Excerpts from point annotation data:

··········

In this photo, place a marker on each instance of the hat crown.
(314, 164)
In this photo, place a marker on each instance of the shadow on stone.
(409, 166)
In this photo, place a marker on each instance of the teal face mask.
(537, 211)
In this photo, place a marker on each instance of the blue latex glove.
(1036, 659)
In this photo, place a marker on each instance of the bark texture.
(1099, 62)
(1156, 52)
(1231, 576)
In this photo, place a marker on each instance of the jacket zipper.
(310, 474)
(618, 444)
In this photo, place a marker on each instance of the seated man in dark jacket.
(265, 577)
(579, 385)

··········

_Description of the task:_ What needs duplicating is the run of lines from the one containing "shadow on stone." through the last line of the entries above, exact and complete.

_Response to the task:_
In this photo, place a marker on each instance of the shadow on stone.
(409, 166)
In this photo, place a marker on each instance of the teal face mask.
(537, 211)
In this photo, place a marker on each instance of the blue latex glove.
(1036, 659)
In this photo, place a marker on each instance of the bark texture.
(1099, 62)
(1156, 52)
(1231, 576)
In this photo, place a marker on each instance of the jacket zipper.
(310, 474)
(618, 444)
In this photo, place a marker on each instance of the seated man in dark jacket.
(265, 577)
(579, 385)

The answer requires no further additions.